Still from Bound (1996) via IMDb. 

Sex Scenes: Femme Fatale for Femme Fatale

"Bound" (1996) shows us why the modern deadly woman is always queer.

by Rachel Rabbit White
|
Sep 28 2018, 6:20pm

Still from Bound (1996) via IMDb. 

The first 25 minutes of Bound (1996) are a long buildup to a sex scene. The movie, by the Wachowskis, is a neo-noir erotic thriller in which the (very ’90s) twist is that the love relationship is between two femme fatales, Corky (Gina Gershon) and Violet (Jennifer Tilly). But instead of using a man to get what they want, the two protagonists use each other, becoming lovers and conspiring to steal from the mafia. As far as queer cinema goes, this is a very simple and horny movie.

“Here, touch it,” says Violet, bringing Corky’s hand to her cleavage, to a rose tattoo hidden just below her sweetheart neckline.

“What are you doing?” asks Corky.

“Isn’t it obvious…I am trying to seduce you. I’ve wanted you ever since I saw you in the elevator,” says Violet.

“I know you don’t believe me,” she continues, “but I can prove it to you.” She guides Corky’s hand between her legs: “You can believe what you feel, and I’ve been thinking about you all day.”

It’s pure camp, with Tilly playing it breathy and baby-voiced while Gershon is all lip-biting, smirking, cool head-shaking. It’s as if the Hollywood erotic thrillers of the ’80s—with their billowing curtains, the trope of window blinds casting their shadows over nude bodies—met the retro-noir tropes all in the space of ’90s queer cinema.

Corky, an ex-con (who did time for “redistribution of wealth”) is hired to work as a plumber in a Chicago luxury building. Violet is the listless kept woman of a money launder for the mafia, a high femme whose look is pure ’90s noir: purple lipstick, push-up cleavage in fuzzy black angora, all those Thierry Mugler-inspired silhouettes. Corky, of course, is the bad boy, the butch sex symbol, hair cropped and slick, a threadbare wifebeater barely concealing the tattoos and muscled body. Classic white men’s briefs. Leather biker jacket.

== == ==

## PROBLEMS
**a)** Render the rows as a numbered list, leaving out blank lines, from the line containing "Task: annotate every instance of the clear" through the last of the rows.
**b)** Continue the piece on Bound from where it stops.

== == ==

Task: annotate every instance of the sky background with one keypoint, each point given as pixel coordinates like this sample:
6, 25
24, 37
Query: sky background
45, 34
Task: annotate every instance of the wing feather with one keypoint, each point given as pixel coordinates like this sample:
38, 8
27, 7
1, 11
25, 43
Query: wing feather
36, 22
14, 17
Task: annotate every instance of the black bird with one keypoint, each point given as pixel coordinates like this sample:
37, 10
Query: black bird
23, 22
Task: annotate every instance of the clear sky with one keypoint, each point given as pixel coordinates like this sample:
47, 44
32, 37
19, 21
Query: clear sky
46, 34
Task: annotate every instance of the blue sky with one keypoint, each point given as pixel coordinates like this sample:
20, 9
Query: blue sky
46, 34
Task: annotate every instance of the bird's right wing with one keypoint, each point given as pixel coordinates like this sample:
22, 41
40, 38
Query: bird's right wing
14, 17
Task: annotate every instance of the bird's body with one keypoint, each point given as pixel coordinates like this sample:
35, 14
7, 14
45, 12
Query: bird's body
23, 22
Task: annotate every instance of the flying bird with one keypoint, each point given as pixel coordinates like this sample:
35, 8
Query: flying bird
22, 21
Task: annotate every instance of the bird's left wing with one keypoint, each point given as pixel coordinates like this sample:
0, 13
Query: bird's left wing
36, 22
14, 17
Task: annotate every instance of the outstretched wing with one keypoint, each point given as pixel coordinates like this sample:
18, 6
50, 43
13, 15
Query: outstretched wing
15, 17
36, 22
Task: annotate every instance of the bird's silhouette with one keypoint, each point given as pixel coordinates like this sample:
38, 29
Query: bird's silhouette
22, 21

== == ==

## RESPONSES TO THE EXERCISE
**a)**
1. Task: annotate every instance of the clear sky with one keypoint, each point given as pixel coordinates like this sample:
2. 47, 44
3. 32, 37
4. 19, 21
5. Query: clear sky
6. 46, 34
7. Task: annotate every instance of the blue sky with one keypoint, each point given as pixel coordinates like this sample:
8. 20, 9
9. Query: blue sky
10. 46, 34
11. Task: annotate every instance of the bird's right wing with one keypoint, each point given as pixel coordinates like this sample:
12. 22, 41
13. 40, 38
14. Query: bird's right wing
15. 14, 17
16. Task: annotate every instance of the bird's body with one keypoint, each point given as pixel coordinates like this sample:
17. 35, 14
18. 7, 14
19. 45, 12
20. Query: bird's body
21. 23, 22
22. Task: annotate every instance of the flying bird with one keypoint, each point given as pixel coordinates like this sample:
23. 35, 8
24. Query: flying bird
25. 22, 21
26. Task: annotate every instance of the bird's left wing with one keypoint, each point given as pixel coordinates like this sample:
27. 0, 13
28. Query: bird's left wing
29. 36, 22
30. 14, 17
31. Task: annotate every instance of the outstretched wing with one keypoint, each point given as pixel coordinates like this sample:
32. 18, 6
33. 50, 43
34. 13, 15
35. Query: outstretched wing
36. 15, 17
37. 36, 22
38. Task: annotate every instance of the bird's silhouette with one keypoint, each point given as pixel coordinates like this sample:
39. 38, 29
40. Query: bird's silhouette
41. 22, 21

**b)**
The two first meet, like Violet said, in the elevator, where, behind her mafia man’s back, she threw a seductive look, the smooth jazz brushstroke letting us know it’s on. The seduction begins: “Thought you could use some coffee,” breathes Violet, sauntering and kittenish around Corky’s bored teenager affect, circling closer and closer. As if this weren’t already over-the-top enough to be comical, generic ’90s grrrl rock opens the scene in which they finally kiss.

Eventually, we build to noir lighting, bodies emerging from darkness on high contrast white sheets. The sex is minutely displayed on screen (to achieve “authenticity,” the Wachowskis hired queer sex educator Susie Bright as the lesbian sex choreographer). Violet’s dark, lacquered nails shine in Corky’s mouth, and the theme from a thriller chase scene is the soundtrack. Here, Violet is active as Corky, finally seduced, grabs fistfuls of sheets, a foot twisting the top sheet from the bed, leaving the two to writhe on a bare silken mattress as they undulate to Corky’s orgasm. It’s after the long buildup to sex that the film finally gets set on its course as a heist movie.

The femme fatale of the ’40s and ’50s was the woman who refused the traditional role of wife or mother. She had her own ambitions and used her resources, her sexuality, to get what she wanted. She was a threat to the men around her because she was aware of the power of her sexuality, because of her desire for autonomy and her own identity—a narrative that often led to her destruction.

In her essay, Queering Gender: The New Femme Fatale in Almodóvar’s La mala educación, Brígida M. Pastor argues that in some sense, feminism has eradicated the femme fatale from modern cinema, where female characters can now openly exist with their own wants and independence. It makes sense than that the modern femme fatale would re-emerge in the 90s as queer, a time when the fight for visibility and equality reached a peak.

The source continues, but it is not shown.